§ Problem: Restate the data below, keeping every line the same.

────────────────────────────────────────

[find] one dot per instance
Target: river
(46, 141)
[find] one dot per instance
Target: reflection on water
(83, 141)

────────────────────────────────────────

§ Result below:
[find] one dot per instance
Target: river
(46, 141)
[find] one dot per instance
Target: reflection on water
(83, 141)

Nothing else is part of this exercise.